BRIEF: Reproduce the passage of the Cadila Healthcare article from "CHL already held" to "cent common stock.", word for word.

**** PROVIDED TEXT

Ahmedabad-based drug maker Cadila Healthcare Ltd (CHL), also known as Zydus Cadila, has announced the acquisition of the remaining 15 per cent stake in its subsidiary Zydus Technologies Ltd (ZTL) for roughly Rs 1.62 crore.
CHL already held 85 per cent in ZTL, which manufactures and markets novel drug delivery system (NDDS) products in the areas of pain relief, hormones and cardiovascular therapy. CHL said in its BSE filing that the acquisition, which has provided an exit route to strategic and minority partner of ZTL, Shared Govil, was valued at $225,000 (roughly Rs 1.62 crore) for 15 per cent equity share capital, representing 7.5 million fully paid-up equity shares of Rs 10 each.
With a manufacturing plant in Ahmedabad, ZTL sells its products to the US. Cadila Healthcare also acquired 15 per cent common stock of another subsidiary, Zydus Noveltech Inc, USA (ZNI) for $25,000 (approximately Rs 18 lakh) in which it already held 35 per cent common stock.
ZNI too is engaged in the business of NDDS products mainly for the release of pain, hormones and cardiovascular therapeutic areas. While ZNI handles the regulatory aspects of products, it has a wholly-owned subsidiary, Hercon Pharmaceuticals LLC in the US, which manufactures and sells transdermal products.
The acquisition of ZTL comes at a time when its net worth as on September 30, 2019 is negative at Rs 40.72 crore and turnover for the period of six months ended on September 30, 2019 is Rs 9.93 crore.
Releasing its financial results for the second quarter ended September 30, Cadila Healthcare registered a 77 per cent fall in its consolidated profit before tax (PBT) at Rs 122.4 crore, from Rs 535 crore in the said quarter last year. This was after an exceptional item of an impairment charge of Rs 268 crore towards Levorphanol intangibles due to the entry of a new competitor. The company's consolidated total income in Q2 of FY20 was Rs 3,393 crore, up 13 per cent over Rs 2,991 crore in the same period last year as per its BSE filings.
Growth in its business came on the back of a 24 per cent year-on-year (YoY) jump in Cadila Healthcare's India business. The company’s India business, which consists of human formulations, consumer wellness and animal health business, posted sales of Rs 1,430 crore in Q2FY20. The company's US business, on the other hand, grew by 10 per cent YoY to post sales of Rs 450 crore. In the emerging markets of Asia, Africa and Latin America, CHL's business grew by eight per cent.
In the second quarter of the current fiscal, the firm launched seven new products in the US, filed eight additional abbreviated new drug applications (ANDAs) with the USFDA and received six ANDA approvals during the quarter.

********
**** RECORDS

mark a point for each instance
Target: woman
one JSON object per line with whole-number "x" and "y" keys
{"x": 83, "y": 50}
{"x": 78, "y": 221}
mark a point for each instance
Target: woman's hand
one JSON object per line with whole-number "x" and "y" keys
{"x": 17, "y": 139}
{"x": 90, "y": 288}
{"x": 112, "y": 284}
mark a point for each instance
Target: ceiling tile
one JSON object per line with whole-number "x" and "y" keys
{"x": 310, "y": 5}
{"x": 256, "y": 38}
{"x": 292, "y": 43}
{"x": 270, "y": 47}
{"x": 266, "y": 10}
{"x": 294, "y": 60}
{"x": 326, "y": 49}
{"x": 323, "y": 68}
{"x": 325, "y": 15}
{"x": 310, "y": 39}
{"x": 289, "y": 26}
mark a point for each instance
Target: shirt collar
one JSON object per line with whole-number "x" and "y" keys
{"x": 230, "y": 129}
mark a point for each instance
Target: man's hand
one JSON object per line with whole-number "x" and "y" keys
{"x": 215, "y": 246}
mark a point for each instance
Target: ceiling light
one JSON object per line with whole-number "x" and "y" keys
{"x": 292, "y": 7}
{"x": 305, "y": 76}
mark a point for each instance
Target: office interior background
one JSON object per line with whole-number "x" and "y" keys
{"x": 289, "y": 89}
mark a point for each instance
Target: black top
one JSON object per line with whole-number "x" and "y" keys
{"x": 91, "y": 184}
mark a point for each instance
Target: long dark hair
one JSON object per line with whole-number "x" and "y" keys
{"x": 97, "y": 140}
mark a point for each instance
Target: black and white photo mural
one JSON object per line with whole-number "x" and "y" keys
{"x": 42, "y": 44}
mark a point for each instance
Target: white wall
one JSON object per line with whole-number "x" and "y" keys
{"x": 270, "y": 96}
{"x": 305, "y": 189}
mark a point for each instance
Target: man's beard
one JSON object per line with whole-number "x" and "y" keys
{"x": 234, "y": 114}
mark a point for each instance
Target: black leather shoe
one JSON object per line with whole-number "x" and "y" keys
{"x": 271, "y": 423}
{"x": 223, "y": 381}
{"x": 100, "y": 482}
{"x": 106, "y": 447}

********

PROBLEM SOLUTION:
CHL already held 85 per cent in ZTL, which manufactures and markets novel drug delivery system (NDDS) products in the areas of pain relief, hormones and cardiovascular therapy. CHL said in its BSE filing that the acquisition, which has provided an exit route to strategic and minority partner of ZTL, Shared Govil, was valued at $225,000 (roughly Rs 1.62 crore) for 15 per cent equity share capital, representing 7.5 million fully paid-up equity shares of Rs 10 each.
With a manufacturing plant in Ahmedabad, ZTL sells its products to the US. Cadila Healthcare also acquired 15 per cent common stock of another subsidiary, Zydus Noveltech Inc, USA (ZNI) for $25,000 (approximately Rs 18 lakh) in which it already held 35 per cent common stock.